**Text segment:**
━━━━━━

The Lindberghs' affluence and fame made them a target, and the couple's 20-month-old son Charles Jr. was kidnapped in 1932. Ransom demands followed, and the incident - called 'the crime of the century' - was investigated by a large number of law enforcement officials. Sadly, baby Charles' body was discovered a couple of months or so after the kidnapping, and authorities speculated that the boy was probably (accidentally) killed during the abduction.

The 'crime of the century' has been dissected, discussed, and written about ad infinitum. In this novel, author Mariah Fredericks takes a different approach, depicting the events from the viewpoint of young Charles' nanny, Betty Gow.

Though the book is fiction, Fredericks did her research, and much of the story is based on real people, and actual accounts of the abduction and investigation.

━━━━━━

**Raw data:**
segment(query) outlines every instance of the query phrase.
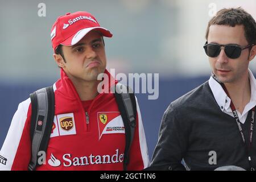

━━━━━━

**Exercise set:**
1 - Please revise the stretch from "The 'crime of" through "abduction and investigation." in the passage on the Lindbergh kidnapping, putting "governess" in place of "nanny".
2 - According to the passage on the Lindbergh kidnapping, from whose viewpoint does the novel depict the events?

**Answers to the tasks:**
1 -
The 'crime of the century' has been dissected, discussed, and written about ad infinitum. In this novel, author Mariah Fredericks takes a different approach, depicting the events from the viewpoint of young Charles' governess, Betty Gow.

Though the book is fiction, Fredericks did her research, and much of the story is based on real people, and actual accounts of the abduction and investigation.

2 - Betty Gow, young Charles' nanny.